ZITIERTER TEXTAUSZUG:
◇ ◇ ◇ ◇ ◇

Politik

Brandenburg: Andreas Kalbitz lässt Vorsitz der AfD-Fraktion vorerst ruhen

Die brandenburgische AfD-Landtagsfraktion berät über die politische Zukunft von Andreas Kalbitz. Foto: Sebastian Gollnow/dpa/Archivbild
Die brandenburgische AfD-Landtagsfraktion berät über die politische Zukunft von Andreas Kalbitz. Foto: Sebastian Gollnow/dpa/Archivbild

Kann Andreas Kalbitz Fraktionschef in Brandeburg bleiben, obwohl er aus der AfD geworfen wurde? Darüber wurde zuletzt heftig gestritten – am Dienstag machte Kalbitz der Fraktion ein Angebot.

„Wir haben uns Luft verschafft“ – dieser Satz war nach der Krisensitzung der AfD-Fraktion des Landtags in Brandenburg rund um die Causa Kalbitz gleich von mehreren Teilnehmern zu hören.

Die AfD-Fraktion akzeptierte nach einer fast vierstündigen Sondersitzung einstimmig einen Kompromissvorschlag von Andreas Kalbitz, dass dieser seinen Vorsitz in der Landtagsfraktion in Brandenburg bis zu einer weiteren Entscheidung des Landgerichts Berlin ruhen lässt.

◇ ◇ ◇ ◇ ◇

ZU BEARBEITENDE AUFGABEN:
1. Übersetze diesen Satz aus dem Artikel über Andreas Kalbitz ins Englische: „Die AfD-Fraktion akzeptierte nach einer fast vierstündigen Sondersitzung einstimmig einen Kompromissvorschlag von Andreas Kalbitz, dass dieser seinen Vorsitz in der Landtagsfraktion in Brandenburg bis zu einer weiteren Entscheidung des Landgerichts Berlin ruhen lässt.“
2. Fasse den Artikel über Andreas Kalbitz in zwei Sätzen zusammen.
3. Schreib den Artikel über Andreas Kalbitz im Anschluss an seinen letzten Satz weiter.

DATENTEIL:
◇ ◇ ◇ ◇ ◇

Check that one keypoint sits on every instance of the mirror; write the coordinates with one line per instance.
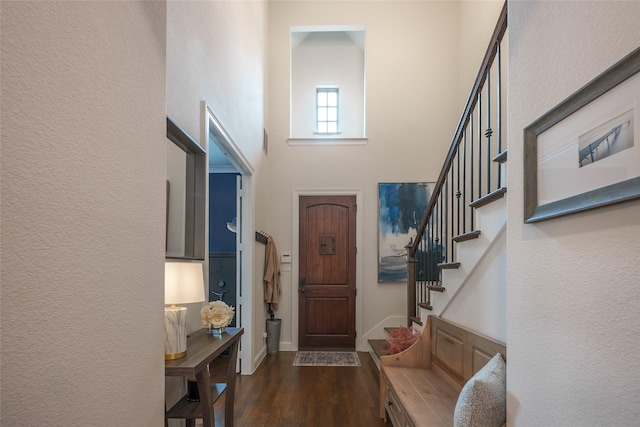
(186, 199)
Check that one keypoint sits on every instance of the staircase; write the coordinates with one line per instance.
(457, 263)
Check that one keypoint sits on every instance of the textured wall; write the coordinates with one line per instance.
(83, 166)
(572, 320)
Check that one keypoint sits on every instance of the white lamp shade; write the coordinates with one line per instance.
(183, 282)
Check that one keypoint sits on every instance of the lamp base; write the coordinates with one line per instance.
(175, 332)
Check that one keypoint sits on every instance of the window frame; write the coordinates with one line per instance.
(328, 90)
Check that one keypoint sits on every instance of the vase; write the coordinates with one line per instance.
(216, 332)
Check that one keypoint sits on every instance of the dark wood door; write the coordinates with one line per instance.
(327, 265)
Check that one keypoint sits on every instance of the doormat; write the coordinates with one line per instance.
(326, 358)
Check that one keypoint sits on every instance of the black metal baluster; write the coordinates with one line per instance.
(471, 164)
(479, 105)
(464, 182)
(488, 132)
(499, 111)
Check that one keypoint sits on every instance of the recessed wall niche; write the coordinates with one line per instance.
(328, 56)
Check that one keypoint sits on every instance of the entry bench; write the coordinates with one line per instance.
(420, 386)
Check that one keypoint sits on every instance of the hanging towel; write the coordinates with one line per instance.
(272, 286)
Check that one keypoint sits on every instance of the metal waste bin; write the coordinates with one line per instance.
(273, 335)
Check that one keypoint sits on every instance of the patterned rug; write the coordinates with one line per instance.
(326, 358)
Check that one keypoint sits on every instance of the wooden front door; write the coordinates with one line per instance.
(327, 265)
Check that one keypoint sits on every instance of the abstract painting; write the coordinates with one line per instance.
(400, 210)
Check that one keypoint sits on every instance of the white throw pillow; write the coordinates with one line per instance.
(483, 399)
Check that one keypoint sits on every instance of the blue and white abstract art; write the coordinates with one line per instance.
(400, 210)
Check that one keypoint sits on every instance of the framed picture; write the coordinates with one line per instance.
(585, 152)
(400, 210)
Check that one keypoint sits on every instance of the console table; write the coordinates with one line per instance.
(202, 351)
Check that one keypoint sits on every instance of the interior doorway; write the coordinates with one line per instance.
(226, 157)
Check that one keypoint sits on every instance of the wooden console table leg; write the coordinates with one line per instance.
(204, 389)
(231, 386)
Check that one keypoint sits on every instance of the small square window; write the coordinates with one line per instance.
(327, 110)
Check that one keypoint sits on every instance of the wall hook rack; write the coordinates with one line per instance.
(262, 237)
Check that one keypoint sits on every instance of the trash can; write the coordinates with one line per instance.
(273, 335)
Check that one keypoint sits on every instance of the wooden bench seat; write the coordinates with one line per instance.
(420, 386)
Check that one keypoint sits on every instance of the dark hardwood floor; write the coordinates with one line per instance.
(280, 394)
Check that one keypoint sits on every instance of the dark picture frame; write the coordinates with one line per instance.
(563, 171)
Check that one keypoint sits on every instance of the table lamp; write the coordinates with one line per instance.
(183, 284)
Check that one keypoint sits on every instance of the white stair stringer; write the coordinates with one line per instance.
(483, 254)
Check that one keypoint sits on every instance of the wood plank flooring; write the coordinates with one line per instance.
(279, 395)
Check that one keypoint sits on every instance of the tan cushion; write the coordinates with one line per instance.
(483, 399)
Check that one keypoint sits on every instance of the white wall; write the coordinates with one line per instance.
(215, 53)
(83, 200)
(327, 58)
(572, 299)
(412, 68)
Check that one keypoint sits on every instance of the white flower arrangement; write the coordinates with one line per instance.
(216, 314)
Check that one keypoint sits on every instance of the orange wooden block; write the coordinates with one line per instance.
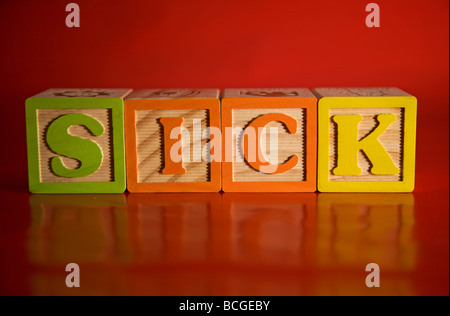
(269, 140)
(170, 140)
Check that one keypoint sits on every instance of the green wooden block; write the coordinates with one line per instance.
(76, 141)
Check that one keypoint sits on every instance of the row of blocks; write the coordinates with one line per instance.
(245, 140)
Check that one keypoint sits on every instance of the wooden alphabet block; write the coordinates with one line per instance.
(269, 140)
(367, 140)
(76, 141)
(171, 140)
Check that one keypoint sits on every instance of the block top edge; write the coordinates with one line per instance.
(268, 93)
(175, 94)
(83, 93)
(360, 92)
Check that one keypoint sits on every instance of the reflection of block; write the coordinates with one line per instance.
(366, 140)
(355, 229)
(156, 122)
(267, 229)
(76, 141)
(56, 223)
(281, 162)
(172, 227)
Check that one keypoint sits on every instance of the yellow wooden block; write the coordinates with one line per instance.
(367, 140)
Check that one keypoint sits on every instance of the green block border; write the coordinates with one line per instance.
(118, 137)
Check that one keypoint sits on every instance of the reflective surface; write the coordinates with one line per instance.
(224, 244)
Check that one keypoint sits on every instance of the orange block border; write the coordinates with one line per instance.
(308, 103)
(133, 105)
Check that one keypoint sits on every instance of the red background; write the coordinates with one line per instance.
(225, 44)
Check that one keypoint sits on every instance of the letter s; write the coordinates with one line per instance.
(62, 143)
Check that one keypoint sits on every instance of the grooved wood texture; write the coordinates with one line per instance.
(104, 173)
(288, 145)
(150, 146)
(391, 139)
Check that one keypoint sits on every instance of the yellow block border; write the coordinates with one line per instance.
(409, 103)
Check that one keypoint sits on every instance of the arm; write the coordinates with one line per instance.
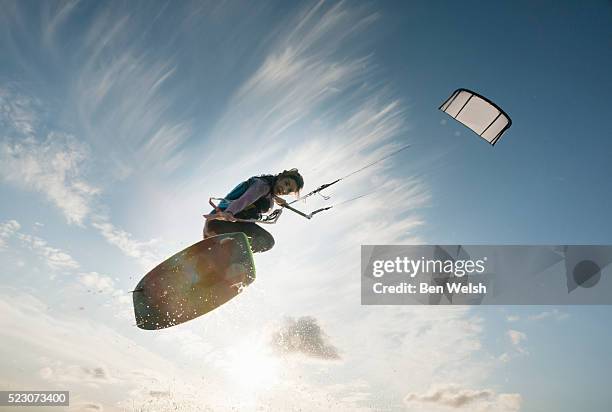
(258, 189)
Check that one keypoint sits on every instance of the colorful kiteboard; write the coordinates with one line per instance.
(194, 281)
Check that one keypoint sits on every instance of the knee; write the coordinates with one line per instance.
(262, 244)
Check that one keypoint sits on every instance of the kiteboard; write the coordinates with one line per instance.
(194, 281)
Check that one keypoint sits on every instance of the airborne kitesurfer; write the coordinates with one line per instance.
(249, 201)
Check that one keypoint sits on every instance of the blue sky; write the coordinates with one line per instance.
(119, 119)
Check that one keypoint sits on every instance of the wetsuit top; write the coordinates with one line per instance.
(249, 199)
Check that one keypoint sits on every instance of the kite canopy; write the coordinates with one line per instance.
(478, 113)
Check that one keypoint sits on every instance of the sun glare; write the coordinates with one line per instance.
(252, 366)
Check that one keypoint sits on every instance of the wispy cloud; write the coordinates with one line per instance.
(457, 398)
(554, 314)
(144, 252)
(54, 258)
(52, 167)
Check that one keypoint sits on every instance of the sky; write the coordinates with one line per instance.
(118, 120)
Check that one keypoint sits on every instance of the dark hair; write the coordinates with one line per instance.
(292, 174)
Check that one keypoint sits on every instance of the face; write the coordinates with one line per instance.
(285, 186)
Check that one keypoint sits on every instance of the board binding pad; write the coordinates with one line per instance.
(194, 281)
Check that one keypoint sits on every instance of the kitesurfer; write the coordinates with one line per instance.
(248, 201)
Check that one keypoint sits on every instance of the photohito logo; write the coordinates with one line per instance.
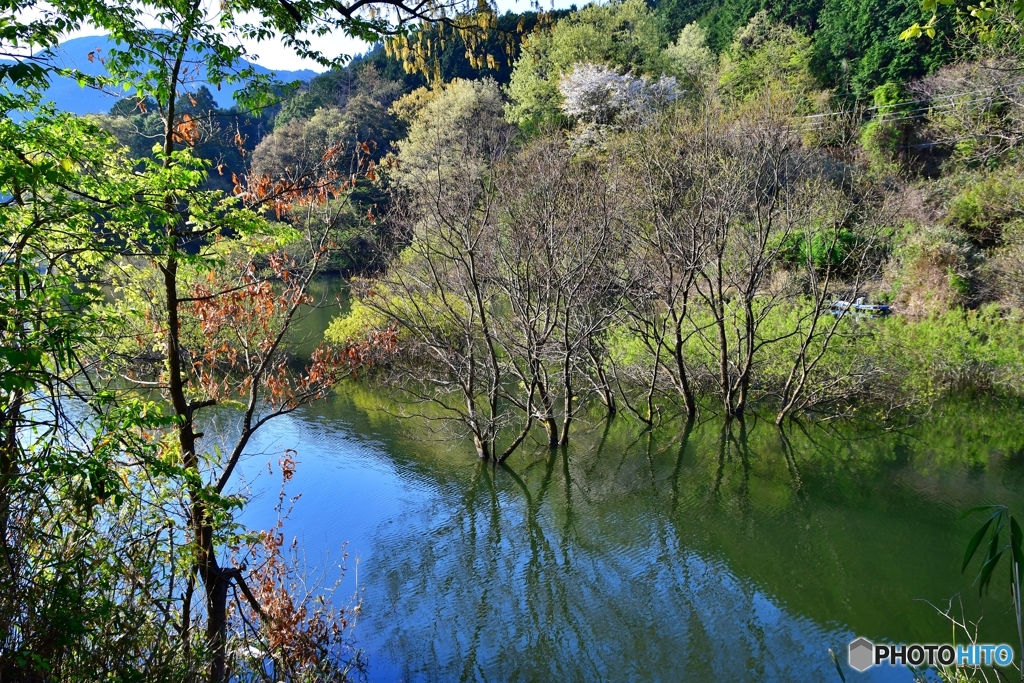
(864, 654)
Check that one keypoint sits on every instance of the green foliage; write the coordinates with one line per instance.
(623, 34)
(689, 57)
(987, 205)
(767, 56)
(857, 47)
(821, 250)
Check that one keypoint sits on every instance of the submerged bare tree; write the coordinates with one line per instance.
(558, 243)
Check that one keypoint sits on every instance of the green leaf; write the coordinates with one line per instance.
(976, 540)
(985, 575)
(980, 508)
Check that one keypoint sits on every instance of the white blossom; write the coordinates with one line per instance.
(598, 94)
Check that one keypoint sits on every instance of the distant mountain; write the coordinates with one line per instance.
(68, 95)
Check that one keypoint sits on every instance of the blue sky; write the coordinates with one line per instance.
(273, 54)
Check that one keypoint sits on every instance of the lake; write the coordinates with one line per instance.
(732, 552)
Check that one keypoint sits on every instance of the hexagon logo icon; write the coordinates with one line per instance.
(861, 654)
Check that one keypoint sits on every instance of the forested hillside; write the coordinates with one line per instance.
(625, 211)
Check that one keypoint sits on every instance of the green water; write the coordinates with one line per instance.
(729, 552)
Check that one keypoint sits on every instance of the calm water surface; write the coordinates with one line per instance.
(729, 553)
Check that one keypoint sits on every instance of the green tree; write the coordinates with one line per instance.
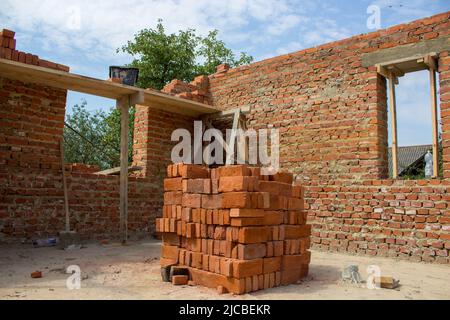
(163, 57)
(214, 52)
(94, 138)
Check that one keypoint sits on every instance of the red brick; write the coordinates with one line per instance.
(272, 218)
(251, 251)
(8, 34)
(247, 222)
(247, 213)
(237, 184)
(173, 184)
(247, 268)
(191, 200)
(202, 186)
(233, 171)
(169, 252)
(293, 262)
(172, 198)
(211, 201)
(190, 171)
(296, 232)
(180, 280)
(250, 235)
(271, 265)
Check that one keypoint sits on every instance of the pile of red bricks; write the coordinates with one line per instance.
(197, 90)
(8, 51)
(234, 228)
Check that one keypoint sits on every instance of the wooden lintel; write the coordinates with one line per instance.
(395, 71)
(387, 73)
(431, 62)
(131, 100)
(393, 111)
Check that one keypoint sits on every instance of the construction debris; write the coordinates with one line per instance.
(387, 282)
(180, 280)
(351, 275)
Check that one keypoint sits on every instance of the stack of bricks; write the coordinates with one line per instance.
(197, 90)
(8, 51)
(234, 228)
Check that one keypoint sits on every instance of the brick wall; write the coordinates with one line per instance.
(31, 193)
(332, 116)
(32, 204)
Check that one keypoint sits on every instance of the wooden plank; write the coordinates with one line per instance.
(103, 88)
(230, 154)
(66, 196)
(434, 120)
(124, 128)
(116, 171)
(393, 111)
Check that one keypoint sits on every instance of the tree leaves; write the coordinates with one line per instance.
(163, 57)
(94, 138)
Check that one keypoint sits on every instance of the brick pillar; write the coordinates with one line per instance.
(444, 80)
(152, 144)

◇ ◇ ◇ ◇ ◇

LÖSUNGEN JE AUFGABE:
1. After a special session lasting almost four hours, the AfD parliamentary group unanimously accepted a compromise proposal from Andreas Kalbitz under which he will suspend his chairmanship of the state parliamentary group in Brandenburg until a further decision by the Berlin Regional Court.

2. Zuletzt wurde heftig darüber gestritten, ob Andreas Kalbitz Fraktionschef in Brandenburg bleiben kann, obwohl er aus der AfD geworfen wurde. Nach einer fast vierstündigen Sondersitzung akzeptierte die Fraktion einstimmig seinen Kompromissvorschlag, den Vorsitz bis zu einer weiteren Entscheidung des Landgerichts Berlin ruhen zu lassen.

3.
Der 47-Jährige hat nach eigenen Angaben vergangene Woche einen Antrag auf einstweiligen Rechtsschutz gegen die Entscheidung des Bundesschiedsgerichts der Partei eingereicht, das Ende Juli die Annullierung der Parteimitgliedschaft bestätigt hatte.

Kalbitz zuversichtlich

Andreas Kalbitz räumte ein, dass es in der AfD-Fraktion des Landtag in Brandenburg auch Stimmen gegeben habe, die sich eine Auszeit für ihn bis zu einer endgültigen juristischen Klärung gewünscht hätten. „Aber wir haben uns jetzt einstimmig auf diese Position geeinigt.“

Der AfD-Politiker zeigte sich zuversichtlich, dass das Verfahren vor dem Landgericht für ihn positiv ausgeht. „Das Gericht wird seine Argumentation kaum ändern, dass die Entscheidung des Bundesvorstands unzulässig war.“

Das Landgericht hatte Kalbitz bereits Mitte Juni einstweiligen Rechtsschutz gewährt, weil aus Sicht der Richter der Bundesvorstand nicht das Recht hatte, eine Parteimitgliedschaft zu annullieren. Nach dem Parteiengesetz sei nur ein Parteiausschluss durch ein unabhängiges Partei-Schiedsgericht möglich, hieß es zur Begründung.

Der AfD-Bundesvorsitzende Jörg Meuthen hatte sich strikt gegen den Verbleib von Kalbitz im Fraktionsvorsitz ausgesprochen und für diesen Fall Konsequenzen angekündigt. Er zeigte sich zufrieden, dass der frühere Brandenburger AfD-Chef Andreas Kalbitz vorerst nicht mehr Fraktionsvorsitzender in Potsdam sein wird.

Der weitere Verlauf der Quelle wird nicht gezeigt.